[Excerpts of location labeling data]

======

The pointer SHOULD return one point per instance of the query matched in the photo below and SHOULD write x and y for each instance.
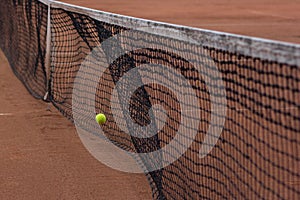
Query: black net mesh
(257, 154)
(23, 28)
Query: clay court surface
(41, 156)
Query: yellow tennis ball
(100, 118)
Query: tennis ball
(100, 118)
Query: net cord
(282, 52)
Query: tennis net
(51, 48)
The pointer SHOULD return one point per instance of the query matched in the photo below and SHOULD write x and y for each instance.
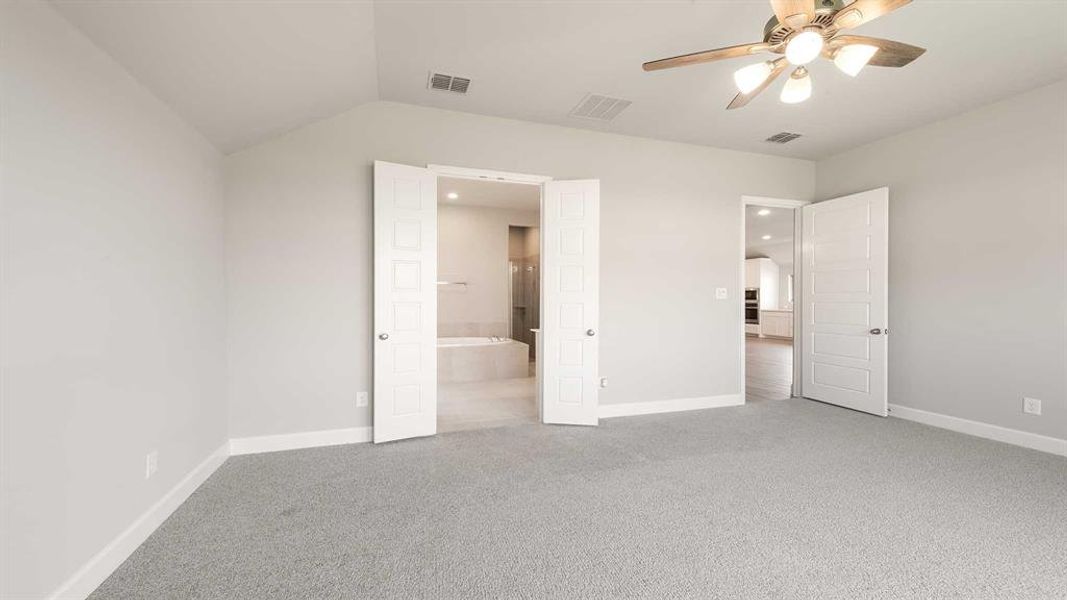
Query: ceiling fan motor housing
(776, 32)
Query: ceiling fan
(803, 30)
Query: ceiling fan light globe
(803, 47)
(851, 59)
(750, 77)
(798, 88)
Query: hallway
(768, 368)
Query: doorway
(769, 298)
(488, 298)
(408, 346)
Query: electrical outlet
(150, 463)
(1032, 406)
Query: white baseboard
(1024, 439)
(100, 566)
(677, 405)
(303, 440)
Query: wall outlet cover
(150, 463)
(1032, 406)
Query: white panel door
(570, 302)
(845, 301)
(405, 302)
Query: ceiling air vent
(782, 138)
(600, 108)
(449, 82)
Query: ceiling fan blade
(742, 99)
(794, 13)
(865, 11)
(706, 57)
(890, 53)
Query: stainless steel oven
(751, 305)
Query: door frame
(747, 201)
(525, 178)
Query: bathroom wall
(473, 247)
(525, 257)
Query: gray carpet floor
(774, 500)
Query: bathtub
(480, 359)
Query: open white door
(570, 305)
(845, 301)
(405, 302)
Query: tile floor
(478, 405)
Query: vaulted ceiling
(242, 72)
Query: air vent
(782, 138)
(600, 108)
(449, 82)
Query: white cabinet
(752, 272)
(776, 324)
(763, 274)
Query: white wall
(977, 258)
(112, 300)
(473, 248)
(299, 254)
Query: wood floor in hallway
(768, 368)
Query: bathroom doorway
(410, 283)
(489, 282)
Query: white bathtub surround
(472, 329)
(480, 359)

======

# The request:
Reproduce the records above exactly, starting with the line that contains "Query: stainless steel oven" and ending with the last line.

# Reply:
Query: stainless steel oven
(751, 305)
Query: door frame
(747, 201)
(525, 178)
Query: bathroom wall
(473, 247)
(525, 257)
Query: gray carpet floor
(774, 500)
Query: bathtub
(480, 359)
Query: open white door
(570, 305)
(845, 301)
(405, 302)
Query: tile floor
(478, 405)
Query: vaulted ceiling
(242, 72)
Query: air vent
(782, 138)
(600, 108)
(449, 82)
Query: white cabinet
(752, 272)
(776, 324)
(763, 274)
Query: white wall
(977, 258)
(112, 300)
(473, 248)
(299, 254)
Query: wood floor in hallway
(768, 368)
Query: bathroom doorway
(410, 283)
(489, 282)
Query: white bathtub surround
(472, 329)
(480, 359)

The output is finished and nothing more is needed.